TAREA:
Contesta brevemente estas preguntas sobre el texto:
1. ¿Con qué mujer no se comprometió Manolete?
2. ¿En qué teatro ha tenido lugar la representación?
3. ¿Quién se encargó de la dirección escénica?

TEXTO DADO:
Julia
Sáez-Angulo
04/06/18
.- MADRID .- Manolete fue valiente con los toros, no así ante la mujer amada,
Lupe Liso, con la que no se comprometió por cobardía moral ante su madre y ante
la sociedad que le tocó vivir, los años 40 en España. Otros lo hicieron. Esta
es la realidad histórica.
Soñando un sueño soñé es una obra
escénica un tanto maniquea: los amantes, Manolete y Lupe, son los buenos, los
malos los demás y eso la empobrece, porque además no es cierto, aunque vaya
bien para el guión unilateral. La historia de la relación de ambos, mucho más
compleja que el lamento laudatorio de la obra, está por escribir.
La
representación ha tenido lugar en el Teatro Tribueñe. La dirección escénica
corrió a cargo de Irina Kouberskaia.

LISTADO DE DATOS:
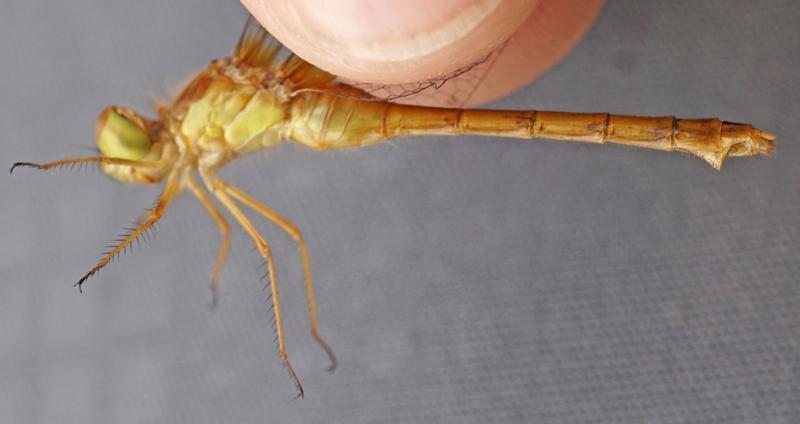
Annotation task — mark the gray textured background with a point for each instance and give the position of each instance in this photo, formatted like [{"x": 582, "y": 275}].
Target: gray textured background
[{"x": 466, "y": 280}]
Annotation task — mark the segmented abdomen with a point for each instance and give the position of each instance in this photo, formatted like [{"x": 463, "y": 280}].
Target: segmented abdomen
[{"x": 324, "y": 121}]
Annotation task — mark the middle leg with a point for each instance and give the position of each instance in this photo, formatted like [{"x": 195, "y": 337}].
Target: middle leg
[{"x": 216, "y": 186}]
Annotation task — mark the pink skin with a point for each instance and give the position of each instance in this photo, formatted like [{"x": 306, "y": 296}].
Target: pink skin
[{"x": 390, "y": 41}]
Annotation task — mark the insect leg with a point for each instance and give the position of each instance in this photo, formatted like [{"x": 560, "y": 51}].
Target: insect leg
[
  {"x": 216, "y": 186},
  {"x": 224, "y": 229},
  {"x": 89, "y": 159},
  {"x": 170, "y": 190},
  {"x": 295, "y": 233}
]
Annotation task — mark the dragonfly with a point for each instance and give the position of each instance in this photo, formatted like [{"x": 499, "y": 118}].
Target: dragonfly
[{"x": 264, "y": 95}]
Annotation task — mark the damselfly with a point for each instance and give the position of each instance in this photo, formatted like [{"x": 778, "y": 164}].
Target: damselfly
[{"x": 264, "y": 95}]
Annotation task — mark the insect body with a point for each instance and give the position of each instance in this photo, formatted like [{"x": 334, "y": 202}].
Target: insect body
[{"x": 263, "y": 95}]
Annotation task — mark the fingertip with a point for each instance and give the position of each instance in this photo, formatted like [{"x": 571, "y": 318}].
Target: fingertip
[
  {"x": 417, "y": 40},
  {"x": 391, "y": 42}
]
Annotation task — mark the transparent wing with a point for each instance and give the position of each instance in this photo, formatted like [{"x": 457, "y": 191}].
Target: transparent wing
[{"x": 259, "y": 49}]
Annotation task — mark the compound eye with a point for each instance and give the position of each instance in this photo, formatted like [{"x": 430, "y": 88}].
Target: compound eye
[{"x": 121, "y": 134}]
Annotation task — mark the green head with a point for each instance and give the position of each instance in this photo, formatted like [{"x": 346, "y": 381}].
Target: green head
[{"x": 121, "y": 133}]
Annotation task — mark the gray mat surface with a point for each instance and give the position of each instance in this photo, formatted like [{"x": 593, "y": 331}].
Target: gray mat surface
[{"x": 464, "y": 280}]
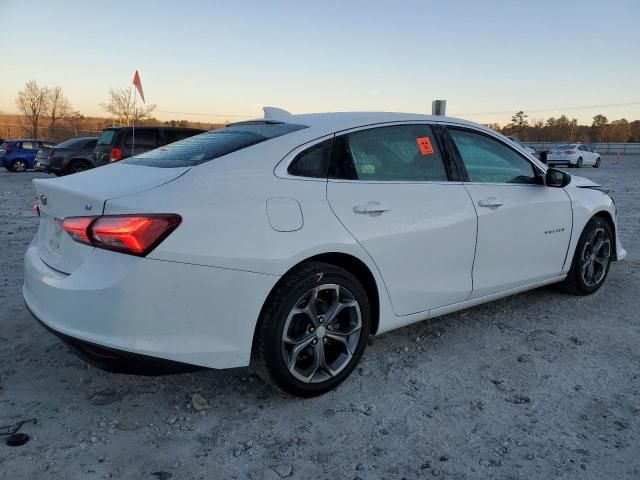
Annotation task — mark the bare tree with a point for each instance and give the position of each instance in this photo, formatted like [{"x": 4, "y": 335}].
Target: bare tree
[
  {"x": 122, "y": 108},
  {"x": 59, "y": 109},
  {"x": 33, "y": 102}
]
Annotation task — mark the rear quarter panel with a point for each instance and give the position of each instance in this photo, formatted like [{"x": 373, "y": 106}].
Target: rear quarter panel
[{"x": 223, "y": 204}]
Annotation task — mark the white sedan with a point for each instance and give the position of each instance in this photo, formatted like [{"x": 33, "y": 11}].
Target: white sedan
[
  {"x": 574, "y": 155},
  {"x": 285, "y": 242}
]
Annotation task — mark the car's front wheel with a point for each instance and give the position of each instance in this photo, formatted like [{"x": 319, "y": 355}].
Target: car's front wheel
[
  {"x": 19, "y": 165},
  {"x": 591, "y": 260},
  {"x": 312, "y": 331}
]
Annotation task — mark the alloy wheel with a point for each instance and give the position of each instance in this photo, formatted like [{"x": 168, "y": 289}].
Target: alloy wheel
[
  {"x": 321, "y": 333},
  {"x": 595, "y": 257}
]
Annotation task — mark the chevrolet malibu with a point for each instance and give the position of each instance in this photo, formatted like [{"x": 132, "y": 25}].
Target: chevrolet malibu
[{"x": 284, "y": 242}]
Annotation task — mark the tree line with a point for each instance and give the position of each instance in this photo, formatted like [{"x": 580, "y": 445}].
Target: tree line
[
  {"x": 46, "y": 113},
  {"x": 564, "y": 129},
  {"x": 49, "y": 110}
]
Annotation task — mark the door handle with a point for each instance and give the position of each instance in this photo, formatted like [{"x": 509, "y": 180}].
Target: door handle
[
  {"x": 370, "y": 208},
  {"x": 491, "y": 202}
]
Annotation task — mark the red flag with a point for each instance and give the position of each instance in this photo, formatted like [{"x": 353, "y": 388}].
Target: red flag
[{"x": 138, "y": 84}]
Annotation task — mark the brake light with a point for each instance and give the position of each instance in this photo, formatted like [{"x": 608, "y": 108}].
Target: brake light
[
  {"x": 132, "y": 234},
  {"x": 116, "y": 154},
  {"x": 77, "y": 227}
]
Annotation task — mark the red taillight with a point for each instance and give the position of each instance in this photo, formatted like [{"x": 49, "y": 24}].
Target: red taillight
[
  {"x": 133, "y": 234},
  {"x": 77, "y": 227},
  {"x": 116, "y": 155}
]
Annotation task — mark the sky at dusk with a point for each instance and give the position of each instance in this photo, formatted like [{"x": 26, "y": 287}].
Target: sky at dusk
[{"x": 215, "y": 60}]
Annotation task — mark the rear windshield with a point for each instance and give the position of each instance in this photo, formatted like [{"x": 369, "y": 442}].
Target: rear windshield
[
  {"x": 207, "y": 146},
  {"x": 107, "y": 137},
  {"x": 69, "y": 143}
]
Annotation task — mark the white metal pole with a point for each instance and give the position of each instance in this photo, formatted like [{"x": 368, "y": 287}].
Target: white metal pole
[{"x": 133, "y": 130}]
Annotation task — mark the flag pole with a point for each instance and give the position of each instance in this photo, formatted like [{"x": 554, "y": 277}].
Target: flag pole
[{"x": 133, "y": 125}]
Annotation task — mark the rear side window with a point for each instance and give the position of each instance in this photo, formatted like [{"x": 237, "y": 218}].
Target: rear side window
[
  {"x": 207, "y": 146},
  {"x": 399, "y": 153},
  {"x": 313, "y": 162},
  {"x": 107, "y": 137},
  {"x": 489, "y": 161},
  {"x": 144, "y": 137}
]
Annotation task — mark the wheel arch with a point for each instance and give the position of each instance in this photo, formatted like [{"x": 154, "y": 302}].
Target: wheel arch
[
  {"x": 607, "y": 217},
  {"x": 353, "y": 265}
]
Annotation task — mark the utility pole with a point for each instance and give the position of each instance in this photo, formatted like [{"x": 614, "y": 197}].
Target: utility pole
[{"x": 439, "y": 107}]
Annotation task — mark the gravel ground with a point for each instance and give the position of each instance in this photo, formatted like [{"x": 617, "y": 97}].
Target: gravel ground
[{"x": 539, "y": 385}]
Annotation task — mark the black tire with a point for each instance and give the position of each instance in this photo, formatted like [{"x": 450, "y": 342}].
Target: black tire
[
  {"x": 19, "y": 165},
  {"x": 270, "y": 349},
  {"x": 576, "y": 283},
  {"x": 77, "y": 165}
]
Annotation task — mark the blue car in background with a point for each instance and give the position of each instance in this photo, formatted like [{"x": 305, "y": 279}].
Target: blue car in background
[{"x": 19, "y": 155}]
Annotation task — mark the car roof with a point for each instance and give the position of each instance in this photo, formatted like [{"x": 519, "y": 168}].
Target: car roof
[
  {"x": 124, "y": 127},
  {"x": 325, "y": 123}
]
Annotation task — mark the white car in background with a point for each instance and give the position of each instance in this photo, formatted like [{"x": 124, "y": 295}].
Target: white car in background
[
  {"x": 574, "y": 155},
  {"x": 529, "y": 150},
  {"x": 285, "y": 242}
]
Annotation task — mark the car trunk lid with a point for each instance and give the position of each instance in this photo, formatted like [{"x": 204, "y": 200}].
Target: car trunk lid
[{"x": 84, "y": 194}]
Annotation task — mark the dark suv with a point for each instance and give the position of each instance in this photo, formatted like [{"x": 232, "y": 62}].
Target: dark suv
[
  {"x": 72, "y": 156},
  {"x": 118, "y": 143},
  {"x": 19, "y": 155}
]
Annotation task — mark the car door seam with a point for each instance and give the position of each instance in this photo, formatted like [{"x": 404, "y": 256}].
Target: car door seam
[
  {"x": 326, "y": 197},
  {"x": 566, "y": 255},
  {"x": 475, "y": 248}
]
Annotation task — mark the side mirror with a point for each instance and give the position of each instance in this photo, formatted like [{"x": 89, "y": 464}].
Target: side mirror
[{"x": 556, "y": 178}]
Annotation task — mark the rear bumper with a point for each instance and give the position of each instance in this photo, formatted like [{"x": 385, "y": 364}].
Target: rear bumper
[
  {"x": 202, "y": 316},
  {"x": 118, "y": 361}
]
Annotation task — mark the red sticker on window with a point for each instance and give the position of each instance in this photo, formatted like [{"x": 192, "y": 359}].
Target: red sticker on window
[{"x": 424, "y": 143}]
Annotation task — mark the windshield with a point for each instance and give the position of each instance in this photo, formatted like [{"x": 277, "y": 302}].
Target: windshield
[
  {"x": 207, "y": 146},
  {"x": 107, "y": 137}
]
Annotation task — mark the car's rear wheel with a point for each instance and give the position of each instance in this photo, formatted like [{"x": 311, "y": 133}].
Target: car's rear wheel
[
  {"x": 19, "y": 165},
  {"x": 591, "y": 260},
  {"x": 76, "y": 166},
  {"x": 312, "y": 331}
]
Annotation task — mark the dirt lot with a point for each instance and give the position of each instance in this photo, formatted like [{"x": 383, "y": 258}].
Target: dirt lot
[{"x": 539, "y": 385}]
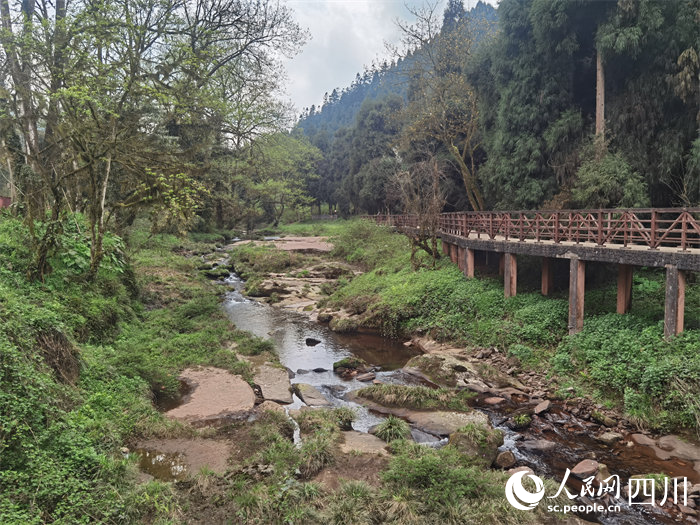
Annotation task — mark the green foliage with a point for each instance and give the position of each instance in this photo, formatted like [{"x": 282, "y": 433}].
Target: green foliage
[
  {"x": 393, "y": 428},
  {"x": 609, "y": 182},
  {"x": 657, "y": 379},
  {"x": 417, "y": 397}
]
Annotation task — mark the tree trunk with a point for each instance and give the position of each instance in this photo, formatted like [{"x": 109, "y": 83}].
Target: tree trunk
[{"x": 600, "y": 104}]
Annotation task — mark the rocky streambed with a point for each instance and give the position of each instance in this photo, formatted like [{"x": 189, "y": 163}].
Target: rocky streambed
[{"x": 530, "y": 431}]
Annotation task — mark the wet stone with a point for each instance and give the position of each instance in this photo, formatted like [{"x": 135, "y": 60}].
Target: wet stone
[
  {"x": 505, "y": 459},
  {"x": 585, "y": 468},
  {"x": 542, "y": 407}
]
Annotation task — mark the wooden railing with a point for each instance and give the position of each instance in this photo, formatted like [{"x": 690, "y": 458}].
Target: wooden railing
[{"x": 652, "y": 228}]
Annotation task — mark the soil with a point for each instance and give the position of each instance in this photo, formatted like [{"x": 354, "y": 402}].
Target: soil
[
  {"x": 353, "y": 467},
  {"x": 216, "y": 394}
]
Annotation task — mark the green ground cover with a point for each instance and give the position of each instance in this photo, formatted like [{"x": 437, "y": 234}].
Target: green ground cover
[{"x": 622, "y": 360}]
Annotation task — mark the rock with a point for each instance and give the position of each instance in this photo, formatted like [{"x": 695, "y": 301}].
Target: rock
[
  {"x": 609, "y": 438},
  {"x": 350, "y": 366},
  {"x": 444, "y": 370},
  {"x": 216, "y": 394},
  {"x": 479, "y": 441},
  {"x": 324, "y": 317},
  {"x": 505, "y": 459},
  {"x": 687, "y": 510},
  {"x": 474, "y": 387},
  {"x": 310, "y": 395},
  {"x": 679, "y": 448},
  {"x": 441, "y": 423},
  {"x": 542, "y": 407},
  {"x": 520, "y": 469},
  {"x": 274, "y": 383},
  {"x": 538, "y": 446},
  {"x": 270, "y": 406},
  {"x": 361, "y": 442},
  {"x": 585, "y": 468},
  {"x": 641, "y": 439}
]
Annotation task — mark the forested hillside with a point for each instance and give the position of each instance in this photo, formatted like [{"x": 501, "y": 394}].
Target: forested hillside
[{"x": 559, "y": 104}]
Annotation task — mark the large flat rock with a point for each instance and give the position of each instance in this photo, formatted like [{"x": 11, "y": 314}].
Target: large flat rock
[
  {"x": 274, "y": 383},
  {"x": 361, "y": 442},
  {"x": 438, "y": 422},
  {"x": 310, "y": 395},
  {"x": 216, "y": 394}
]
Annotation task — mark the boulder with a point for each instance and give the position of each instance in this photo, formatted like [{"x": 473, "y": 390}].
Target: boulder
[
  {"x": 479, "y": 441},
  {"x": 585, "y": 468},
  {"x": 538, "y": 446},
  {"x": 542, "y": 407},
  {"x": 354, "y": 441},
  {"x": 274, "y": 384},
  {"x": 609, "y": 438},
  {"x": 310, "y": 395},
  {"x": 505, "y": 459},
  {"x": 270, "y": 406}
]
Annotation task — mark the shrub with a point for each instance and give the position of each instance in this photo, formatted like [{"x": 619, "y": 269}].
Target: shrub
[{"x": 393, "y": 428}]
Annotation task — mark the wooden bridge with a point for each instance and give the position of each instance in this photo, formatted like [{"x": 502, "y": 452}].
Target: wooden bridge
[{"x": 667, "y": 238}]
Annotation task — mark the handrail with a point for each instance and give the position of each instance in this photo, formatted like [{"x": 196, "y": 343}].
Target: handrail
[{"x": 651, "y": 227}]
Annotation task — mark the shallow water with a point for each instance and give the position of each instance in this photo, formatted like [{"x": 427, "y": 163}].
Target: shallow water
[{"x": 289, "y": 330}]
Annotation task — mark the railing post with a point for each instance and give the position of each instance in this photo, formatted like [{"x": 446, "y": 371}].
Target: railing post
[{"x": 684, "y": 230}]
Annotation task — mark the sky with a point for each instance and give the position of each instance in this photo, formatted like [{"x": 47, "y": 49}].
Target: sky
[{"x": 346, "y": 36}]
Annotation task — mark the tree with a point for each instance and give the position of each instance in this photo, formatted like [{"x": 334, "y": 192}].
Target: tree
[{"x": 442, "y": 104}]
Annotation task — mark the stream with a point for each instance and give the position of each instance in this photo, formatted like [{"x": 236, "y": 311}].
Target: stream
[
  {"x": 288, "y": 330},
  {"x": 313, "y": 364}
]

RESPUESTA:
1. Con Lupe Liso.
2. En el Teatro Tribueñe.
3. Irina Kouberskaia.